─── Records shown ───
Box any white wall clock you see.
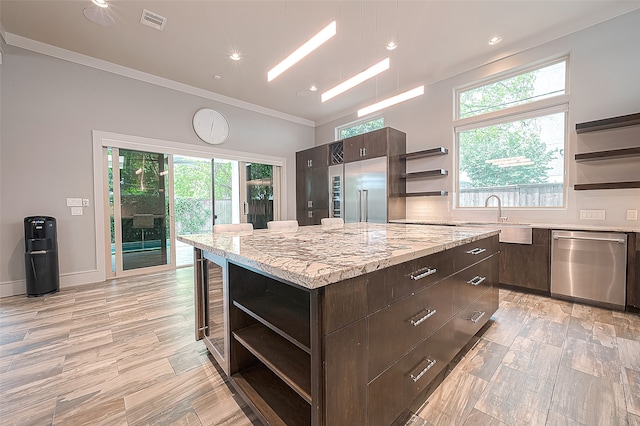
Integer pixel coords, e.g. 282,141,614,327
192,108,230,145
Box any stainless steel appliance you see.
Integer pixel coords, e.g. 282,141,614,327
344,157,387,223
194,249,229,374
551,230,627,309
328,164,343,218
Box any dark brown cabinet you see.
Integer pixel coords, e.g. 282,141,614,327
343,127,395,163
498,228,550,293
629,233,639,310
201,234,499,426
296,145,329,225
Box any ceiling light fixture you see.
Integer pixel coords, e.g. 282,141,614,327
91,0,108,8
321,57,390,102
230,53,241,61
488,36,503,46
267,20,337,82
309,85,318,92
386,42,397,51
357,85,425,118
───
What you need to do:
I need the entries printed exactly, with each picture left out.

Response for this exercise:
Box any white wall clock you see.
Integer pixel coords, e.g. 282,141,614,327
192,108,230,145
Box any stainless steel appliance you see.
Integer pixel coords, e.g. 282,141,614,327
344,157,387,223
194,249,229,374
551,230,627,309
328,164,343,218
Box any dark brown cabinet you see.
Integer pixel coords, e.g. 282,141,614,327
343,127,395,163
498,228,550,293
629,233,639,310
201,234,499,426
296,145,329,225
Box any ceiling light fixture you see.
Integer pixel coords, e.g. 282,141,614,327
91,0,108,8
321,57,390,102
230,53,241,61
488,36,503,46
267,20,337,82
309,85,318,92
386,42,397,51
357,85,425,118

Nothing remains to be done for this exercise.